#### [Job]
Give every line of the entries below as a Markdown table with a numbered row for each line, using the columns No. and Text and skipping blank lines. Leave the pictures out of the answer.

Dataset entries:

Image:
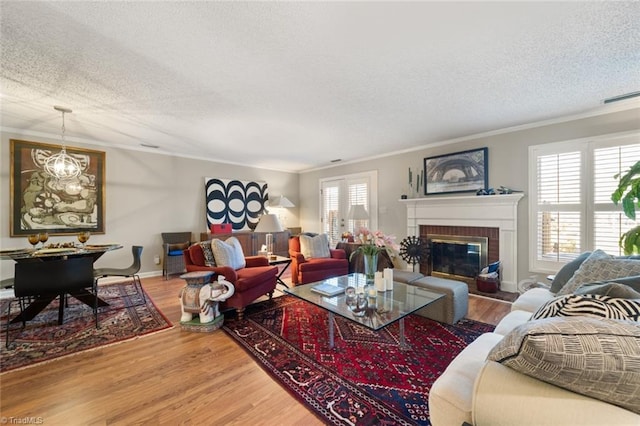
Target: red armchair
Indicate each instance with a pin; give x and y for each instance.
(305, 271)
(257, 278)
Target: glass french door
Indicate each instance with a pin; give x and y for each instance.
(338, 195)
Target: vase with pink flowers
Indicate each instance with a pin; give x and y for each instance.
(371, 245)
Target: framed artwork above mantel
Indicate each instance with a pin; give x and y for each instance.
(464, 171)
(40, 203)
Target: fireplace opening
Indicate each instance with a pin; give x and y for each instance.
(457, 256)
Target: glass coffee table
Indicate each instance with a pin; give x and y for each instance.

#### [Written solution]
| No. | Text |
|---|---|
| 1 | Image: |
| 2 | Target: red armchair |
| 3 | Indicate each instance with a pin; give x and y for each instance. |
| 4 | (305, 271) |
| 5 | (257, 278) |
| 6 | Target: glass french door |
| 7 | Indicate each instance with a pin; give x and y for each instance. |
| 8 | (338, 195) |
| 9 | Target: vase with pink flowers |
| 10 | Indicate each instance with a pin; give x and y for each instance. |
| 11 | (371, 245) |
| 12 | Target: framed artwork above mantel |
| 13 | Indicate each instance with a pin; give x and y for each instance. |
| 14 | (464, 171) |
| 15 | (40, 203) |
| 16 | Target: fireplace opening |
| 17 | Indicate each instance with a pin; give x and y for each instance. |
| 18 | (457, 256) |
| 19 | Target: glass coffee table |
| 20 | Indicate each instance with a pin; give x and y for each instance. |